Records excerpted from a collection
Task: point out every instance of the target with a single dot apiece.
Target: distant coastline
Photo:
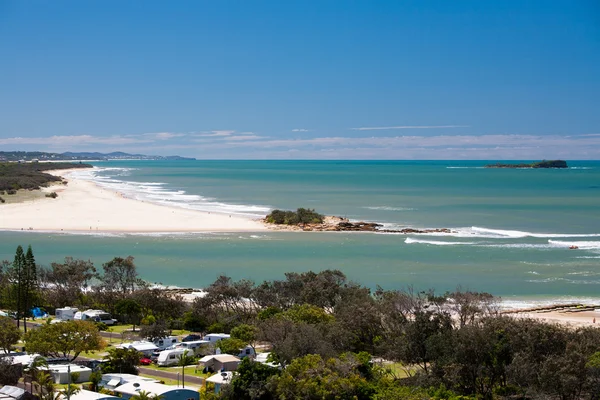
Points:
(539, 164)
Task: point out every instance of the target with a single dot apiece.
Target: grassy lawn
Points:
(171, 381)
(189, 370)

**Activity**
Leave out the pictures and return the rest of the records exactly.

**Exercise solution**
Task: point out every instance of the target with a single dot apiece.
Target: distant coastline
Photo:
Points:
(539, 164)
Task: point out every instance of the target with a single dot apiece.
Target: grassy lawn
Points:
(171, 381)
(189, 370)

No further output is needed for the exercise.